- [Исходный отрывок]
Таким предстает перед поэтом страшный мир ночного капиталистического города. Поэтом овладевает предчувствие бури, надвигающейся на германскую столицу. Над парком раздаются раскаты грома, вспыхивает молния. Она произносит гневный монолог.
Не менее острым ощущением приближающейся бури проникнут и «Ночной разговор». Поэт вводит нас в мир послевоенной Европы, населенной людьми-призраками. От имени одного из них и написано стихотворение. «Я — сумрак всех улиц и сцен, Городов обнищалая роскошь», — говорит он о себе. Он воевал под Шарлеруа и под Варшавой, он вернулся домой в надежде на то, что его ждет наконец человеческая жизнь, но вместо нее попал в ад: «В буре бирж и в джазбандовом лязге Ни плясать, ни учиться, ни спать».

- [Задания]
1: Перепишите из отрывка о стихах поэта всё от «Таким предстает перед» и до «произносит гневный монолог.», заменив «германскую столицу» на «немецкую столицу».
2: Продолжите отрывок о стихах поэта сразу после его последнего предложения.
Записи для работы не понадобятся.

- [Приложенные записи]
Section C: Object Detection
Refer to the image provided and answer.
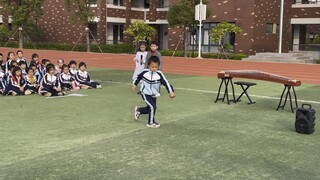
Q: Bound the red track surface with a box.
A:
[0,48,320,85]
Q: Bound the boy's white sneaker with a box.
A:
[146,122,160,128]
[134,106,140,120]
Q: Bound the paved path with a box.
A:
[0,48,320,85]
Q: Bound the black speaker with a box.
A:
[295,104,316,134]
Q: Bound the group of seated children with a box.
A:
[0,50,102,97]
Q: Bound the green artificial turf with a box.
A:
[0,69,320,179]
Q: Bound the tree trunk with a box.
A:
[19,28,23,49]
[183,27,189,57]
[86,28,91,52]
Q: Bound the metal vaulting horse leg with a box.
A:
[277,85,298,113]
[215,78,235,104]
[215,79,224,103]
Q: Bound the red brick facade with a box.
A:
[3,0,320,54]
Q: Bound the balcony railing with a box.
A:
[295,0,320,4]
[290,44,320,52]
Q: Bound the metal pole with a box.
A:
[198,0,202,58]
[19,27,23,49]
[278,0,284,54]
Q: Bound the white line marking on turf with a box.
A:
[46,93,88,99]
[103,81,320,104]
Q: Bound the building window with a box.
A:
[113,24,124,44]
[88,0,98,7]
[144,0,150,8]
[266,23,273,33]
[113,0,123,6]
[89,22,98,39]
[266,23,280,34]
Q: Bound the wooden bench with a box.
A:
[215,70,301,112]
[234,81,257,104]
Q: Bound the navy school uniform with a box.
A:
[21,69,28,77]
[39,73,60,96]
[34,71,42,84]
[3,75,26,95]
[69,68,78,78]
[134,69,174,125]
[0,70,5,93]
[59,73,74,90]
[75,70,100,88]
[4,59,12,73]
[37,64,47,77]
[24,75,39,93]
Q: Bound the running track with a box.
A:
[0,48,320,85]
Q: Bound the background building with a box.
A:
[0,0,320,54]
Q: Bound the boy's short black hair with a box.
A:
[31,53,39,59]
[150,41,159,46]
[46,63,55,72]
[18,61,27,66]
[61,64,69,70]
[7,51,15,60]
[12,66,21,76]
[26,67,34,74]
[10,60,17,66]
[148,56,160,66]
[79,62,87,68]
[41,59,50,65]
[17,50,23,54]
[57,58,64,63]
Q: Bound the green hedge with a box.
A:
[0,42,135,54]
[0,41,247,60]
[160,50,248,60]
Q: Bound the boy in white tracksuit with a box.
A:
[132,56,175,128]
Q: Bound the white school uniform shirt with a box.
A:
[132,51,148,80]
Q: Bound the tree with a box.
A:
[209,22,243,58]
[168,0,210,56]
[123,20,157,43]
[0,25,9,42]
[0,0,44,40]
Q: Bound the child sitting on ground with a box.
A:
[54,58,64,78]
[131,56,175,128]
[18,61,28,77]
[59,64,80,91]
[76,62,102,89]
[39,63,64,97]
[25,68,39,93]
[68,60,78,78]
[16,50,27,64]
[3,66,31,96]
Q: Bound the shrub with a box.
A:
[160,50,248,60]
[0,41,247,60]
[1,41,135,54]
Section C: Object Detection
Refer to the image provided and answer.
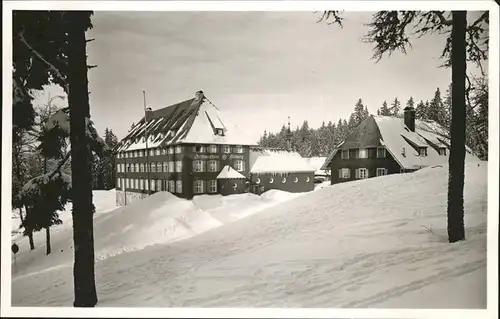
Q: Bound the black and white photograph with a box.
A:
[1,1,499,319]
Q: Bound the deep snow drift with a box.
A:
[12,162,487,308]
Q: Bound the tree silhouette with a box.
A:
[319,11,489,243]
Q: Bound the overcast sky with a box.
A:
[75,12,484,139]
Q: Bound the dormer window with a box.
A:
[377,147,386,158]
[358,148,368,158]
[194,145,205,153]
[340,150,349,159]
[418,147,427,156]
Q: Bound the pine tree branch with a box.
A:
[18,31,69,93]
[49,152,71,180]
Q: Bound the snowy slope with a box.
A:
[12,162,487,308]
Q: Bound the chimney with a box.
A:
[403,106,415,132]
[194,90,205,101]
[145,107,153,122]
[286,116,292,152]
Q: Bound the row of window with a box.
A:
[340,147,386,159]
[116,161,182,173]
[116,160,245,173]
[117,178,182,193]
[339,168,387,179]
[117,178,221,194]
[118,145,244,158]
[255,176,311,184]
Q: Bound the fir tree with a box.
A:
[389,98,401,117]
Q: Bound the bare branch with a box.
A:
[433,11,453,26]
[18,31,69,93]
[316,11,344,28]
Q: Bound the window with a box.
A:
[377,168,387,176]
[208,160,219,172]
[234,160,245,172]
[340,150,349,159]
[356,168,368,179]
[358,148,368,158]
[377,147,386,158]
[194,145,205,153]
[339,168,351,179]
[208,180,217,193]
[194,180,204,194]
[175,161,182,173]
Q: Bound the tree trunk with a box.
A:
[45,226,52,255]
[448,11,467,243]
[66,11,97,307]
[24,205,35,250]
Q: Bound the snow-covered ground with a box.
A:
[12,162,487,308]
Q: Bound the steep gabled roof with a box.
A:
[117,95,256,151]
[217,165,246,179]
[321,115,478,169]
[374,116,477,169]
[250,149,315,173]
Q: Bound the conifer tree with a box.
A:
[389,98,401,117]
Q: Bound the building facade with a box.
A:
[322,107,478,184]
[116,91,252,205]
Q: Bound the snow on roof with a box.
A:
[304,156,329,175]
[373,116,480,169]
[117,92,257,151]
[250,149,315,173]
[217,165,246,179]
[320,142,344,170]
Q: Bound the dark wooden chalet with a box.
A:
[321,107,478,184]
[116,91,255,205]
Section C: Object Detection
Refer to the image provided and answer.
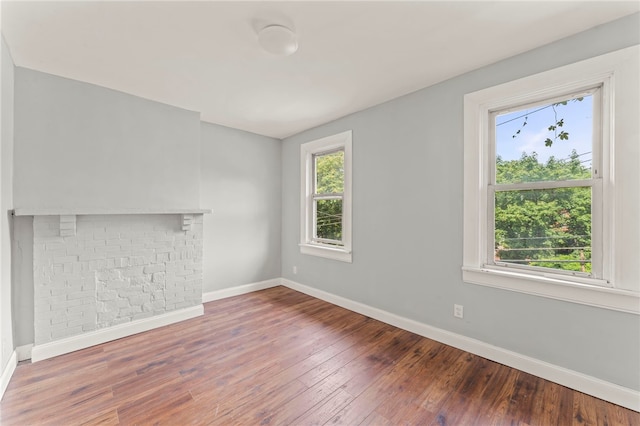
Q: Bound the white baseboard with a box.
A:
[281,278,640,411]
[202,278,282,303]
[16,343,33,362]
[31,305,204,362]
[0,351,18,400]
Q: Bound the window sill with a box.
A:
[300,244,351,263]
[462,267,640,315]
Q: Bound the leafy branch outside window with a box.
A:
[511,97,584,147]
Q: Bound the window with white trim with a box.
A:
[487,85,603,279]
[462,46,640,314]
[300,131,351,262]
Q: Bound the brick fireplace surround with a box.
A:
[16,210,209,361]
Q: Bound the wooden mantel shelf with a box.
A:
[13,207,211,216]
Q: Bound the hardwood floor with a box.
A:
[0,287,640,425]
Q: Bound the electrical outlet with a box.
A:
[453,305,464,318]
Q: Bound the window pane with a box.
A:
[314,151,344,194]
[495,95,593,184]
[315,199,342,241]
[494,187,591,273]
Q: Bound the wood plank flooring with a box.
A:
[0,287,640,426]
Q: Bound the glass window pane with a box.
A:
[314,151,344,194]
[495,95,593,184]
[494,187,591,273]
[315,199,342,241]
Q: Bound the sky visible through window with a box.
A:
[496,96,593,168]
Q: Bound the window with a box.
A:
[487,86,607,285]
[300,131,351,262]
[462,46,640,313]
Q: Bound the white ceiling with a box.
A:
[2,1,640,138]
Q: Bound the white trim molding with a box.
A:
[31,305,204,362]
[16,343,33,362]
[0,351,18,400]
[282,278,640,411]
[462,45,640,314]
[202,278,281,303]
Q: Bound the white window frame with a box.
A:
[483,85,611,287]
[462,49,640,313]
[299,130,352,263]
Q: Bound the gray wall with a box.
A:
[282,14,640,390]
[200,123,281,293]
[0,37,15,373]
[10,69,206,346]
[14,67,200,209]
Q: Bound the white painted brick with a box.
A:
[53,255,78,264]
[67,291,95,300]
[34,211,203,343]
[79,253,107,262]
[143,264,166,274]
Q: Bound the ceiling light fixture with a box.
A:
[258,25,298,56]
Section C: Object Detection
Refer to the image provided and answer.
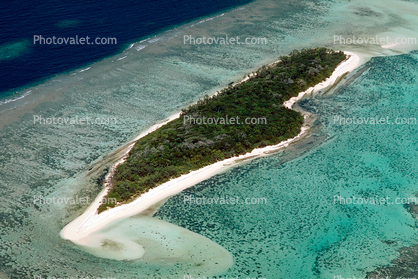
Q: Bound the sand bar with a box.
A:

- [Ответы по заданиям]
1:
Таким предстает перед поэтом страшный мир ночного капиталистического города. Поэтом овладевает предчувствие бури, надвигающейся на немецкую столицу. Над парком раздаются раскаты грома, вспыхивает молния. Она произносит гневный монолог.

2:
Стихи Антокольского о Германии, да и о Швеции, были одной из первых в советской поэзии попыток реально показать мир послевоенной капиталистической Европы: голод, безработицу, бросающееся в глаза богатство одних и гнетущую нищету других.
Теперь, когда прошли десятилетия, особенно отчетливо видно, что эта попытка удалась: Антокольский не просто бранит буржуазную цивилизацию, а создает ощущение внутренней неизбежности ее краха. Почти в каждом стихотворении, вошедшем в «Запад», мы чувствуем дыхание истории. Поэт как бы концентрирует в себе историческую память человечества: «Европа! Ты помнишь, когда…»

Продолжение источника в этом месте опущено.